#### [Task directions]
Extract every line of the rows below that contains the string "short".

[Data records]
____
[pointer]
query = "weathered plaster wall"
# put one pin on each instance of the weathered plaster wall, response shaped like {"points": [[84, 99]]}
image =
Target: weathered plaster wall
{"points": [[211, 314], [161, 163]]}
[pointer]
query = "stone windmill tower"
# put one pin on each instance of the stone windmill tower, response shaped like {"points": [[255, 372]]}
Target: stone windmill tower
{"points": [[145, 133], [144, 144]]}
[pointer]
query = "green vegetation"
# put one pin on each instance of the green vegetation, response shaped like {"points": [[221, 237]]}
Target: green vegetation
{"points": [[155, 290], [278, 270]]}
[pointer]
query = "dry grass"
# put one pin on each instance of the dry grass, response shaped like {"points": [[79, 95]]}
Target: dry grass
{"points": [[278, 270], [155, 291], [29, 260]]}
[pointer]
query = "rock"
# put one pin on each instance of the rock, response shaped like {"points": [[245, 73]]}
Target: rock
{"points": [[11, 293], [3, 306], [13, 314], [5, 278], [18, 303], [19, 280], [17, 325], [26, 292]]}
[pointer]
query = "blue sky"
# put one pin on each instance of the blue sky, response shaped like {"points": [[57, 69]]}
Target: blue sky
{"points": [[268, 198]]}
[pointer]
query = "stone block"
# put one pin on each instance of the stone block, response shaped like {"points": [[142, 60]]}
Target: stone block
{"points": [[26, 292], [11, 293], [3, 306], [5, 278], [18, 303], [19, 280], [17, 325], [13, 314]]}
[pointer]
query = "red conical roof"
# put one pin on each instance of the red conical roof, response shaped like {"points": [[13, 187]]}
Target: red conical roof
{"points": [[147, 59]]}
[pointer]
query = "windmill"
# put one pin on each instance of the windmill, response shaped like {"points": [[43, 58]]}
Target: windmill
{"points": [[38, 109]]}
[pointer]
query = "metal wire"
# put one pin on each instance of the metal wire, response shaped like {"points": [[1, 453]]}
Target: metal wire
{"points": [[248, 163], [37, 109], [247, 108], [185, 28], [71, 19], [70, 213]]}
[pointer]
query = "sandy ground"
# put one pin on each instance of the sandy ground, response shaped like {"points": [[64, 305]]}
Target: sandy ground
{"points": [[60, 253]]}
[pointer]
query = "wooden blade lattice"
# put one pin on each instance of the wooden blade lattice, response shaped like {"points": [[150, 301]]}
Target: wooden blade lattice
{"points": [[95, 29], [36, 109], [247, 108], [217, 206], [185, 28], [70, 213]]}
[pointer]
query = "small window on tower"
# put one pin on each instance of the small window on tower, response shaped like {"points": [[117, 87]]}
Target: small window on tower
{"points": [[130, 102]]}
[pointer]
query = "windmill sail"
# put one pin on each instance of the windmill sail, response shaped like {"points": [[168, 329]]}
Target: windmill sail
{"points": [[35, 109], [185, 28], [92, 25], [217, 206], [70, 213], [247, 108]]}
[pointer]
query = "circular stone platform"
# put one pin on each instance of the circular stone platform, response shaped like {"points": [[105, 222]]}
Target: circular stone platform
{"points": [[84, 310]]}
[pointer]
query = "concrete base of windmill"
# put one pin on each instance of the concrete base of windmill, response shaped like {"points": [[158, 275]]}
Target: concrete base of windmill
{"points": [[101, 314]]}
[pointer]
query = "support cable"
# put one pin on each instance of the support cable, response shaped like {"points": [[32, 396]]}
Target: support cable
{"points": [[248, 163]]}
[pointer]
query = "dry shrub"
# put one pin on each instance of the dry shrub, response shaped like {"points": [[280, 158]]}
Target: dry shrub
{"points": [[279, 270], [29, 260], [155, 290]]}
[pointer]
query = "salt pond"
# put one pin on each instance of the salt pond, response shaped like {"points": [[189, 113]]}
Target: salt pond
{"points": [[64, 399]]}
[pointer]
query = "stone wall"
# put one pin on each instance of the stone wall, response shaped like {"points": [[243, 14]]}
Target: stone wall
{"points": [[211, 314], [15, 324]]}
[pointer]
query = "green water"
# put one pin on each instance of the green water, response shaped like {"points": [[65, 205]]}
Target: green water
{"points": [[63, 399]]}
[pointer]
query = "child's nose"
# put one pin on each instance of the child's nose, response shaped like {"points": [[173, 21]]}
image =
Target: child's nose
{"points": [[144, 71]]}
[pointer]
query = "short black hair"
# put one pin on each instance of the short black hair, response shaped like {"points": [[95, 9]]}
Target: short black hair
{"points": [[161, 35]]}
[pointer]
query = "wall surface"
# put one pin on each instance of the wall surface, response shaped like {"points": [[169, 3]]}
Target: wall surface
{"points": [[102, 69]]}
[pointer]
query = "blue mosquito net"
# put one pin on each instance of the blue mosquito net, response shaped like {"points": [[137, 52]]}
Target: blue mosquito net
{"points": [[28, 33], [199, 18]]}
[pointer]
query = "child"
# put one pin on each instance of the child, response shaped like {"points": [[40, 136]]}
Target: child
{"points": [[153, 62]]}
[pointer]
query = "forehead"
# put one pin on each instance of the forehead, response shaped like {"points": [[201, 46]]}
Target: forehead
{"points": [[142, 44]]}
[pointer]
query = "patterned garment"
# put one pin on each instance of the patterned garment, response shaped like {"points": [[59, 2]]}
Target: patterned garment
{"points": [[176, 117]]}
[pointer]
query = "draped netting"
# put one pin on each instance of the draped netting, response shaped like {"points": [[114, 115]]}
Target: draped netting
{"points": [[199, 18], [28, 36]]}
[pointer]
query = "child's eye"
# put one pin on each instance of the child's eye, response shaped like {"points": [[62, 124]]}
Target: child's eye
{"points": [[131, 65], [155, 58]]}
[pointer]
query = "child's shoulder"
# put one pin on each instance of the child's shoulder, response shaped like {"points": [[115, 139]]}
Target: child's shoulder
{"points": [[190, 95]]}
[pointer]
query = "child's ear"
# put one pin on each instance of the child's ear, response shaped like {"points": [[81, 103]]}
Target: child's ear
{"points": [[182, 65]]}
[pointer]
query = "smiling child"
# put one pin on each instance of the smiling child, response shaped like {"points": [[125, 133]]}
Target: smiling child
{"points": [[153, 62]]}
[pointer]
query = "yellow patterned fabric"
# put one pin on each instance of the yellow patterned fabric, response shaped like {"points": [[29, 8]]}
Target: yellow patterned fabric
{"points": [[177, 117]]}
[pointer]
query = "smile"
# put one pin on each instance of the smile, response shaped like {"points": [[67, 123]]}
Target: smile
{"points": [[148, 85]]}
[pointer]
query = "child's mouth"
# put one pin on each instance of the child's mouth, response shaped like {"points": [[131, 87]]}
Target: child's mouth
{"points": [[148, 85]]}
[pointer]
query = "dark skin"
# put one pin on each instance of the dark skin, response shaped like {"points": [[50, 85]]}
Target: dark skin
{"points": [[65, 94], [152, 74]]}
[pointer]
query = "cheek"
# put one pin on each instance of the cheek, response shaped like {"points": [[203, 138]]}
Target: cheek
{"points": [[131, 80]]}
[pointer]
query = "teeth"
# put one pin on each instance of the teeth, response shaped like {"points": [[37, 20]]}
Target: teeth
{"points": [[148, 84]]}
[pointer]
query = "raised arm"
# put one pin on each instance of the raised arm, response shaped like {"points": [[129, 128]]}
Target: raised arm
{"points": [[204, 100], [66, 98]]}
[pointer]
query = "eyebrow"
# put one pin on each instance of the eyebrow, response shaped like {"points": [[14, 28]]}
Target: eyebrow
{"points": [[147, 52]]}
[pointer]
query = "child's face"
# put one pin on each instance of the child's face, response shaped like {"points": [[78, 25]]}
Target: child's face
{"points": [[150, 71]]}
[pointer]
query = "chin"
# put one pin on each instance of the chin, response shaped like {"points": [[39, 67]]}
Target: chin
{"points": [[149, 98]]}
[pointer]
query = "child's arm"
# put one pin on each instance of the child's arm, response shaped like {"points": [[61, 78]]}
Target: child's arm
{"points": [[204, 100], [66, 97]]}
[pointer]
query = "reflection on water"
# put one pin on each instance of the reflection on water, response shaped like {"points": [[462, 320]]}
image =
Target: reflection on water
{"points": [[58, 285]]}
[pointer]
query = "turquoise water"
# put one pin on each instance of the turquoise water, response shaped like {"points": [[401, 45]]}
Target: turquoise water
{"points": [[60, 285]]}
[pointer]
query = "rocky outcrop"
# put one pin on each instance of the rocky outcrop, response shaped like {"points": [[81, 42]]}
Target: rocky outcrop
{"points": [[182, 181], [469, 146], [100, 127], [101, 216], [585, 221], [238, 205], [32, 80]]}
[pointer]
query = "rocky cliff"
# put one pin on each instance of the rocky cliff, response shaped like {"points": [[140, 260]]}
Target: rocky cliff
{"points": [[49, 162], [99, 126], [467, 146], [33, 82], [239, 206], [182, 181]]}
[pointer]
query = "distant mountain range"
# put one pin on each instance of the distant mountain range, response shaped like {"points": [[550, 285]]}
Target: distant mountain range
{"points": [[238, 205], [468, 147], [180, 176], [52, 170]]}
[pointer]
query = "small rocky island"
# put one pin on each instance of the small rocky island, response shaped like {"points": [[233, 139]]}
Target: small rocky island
____
#### [Exercise output]
query = "short black hair"
# put one pin on each instance of the short black hair, response shaped like {"points": [[95, 9]]}
Target: short black hair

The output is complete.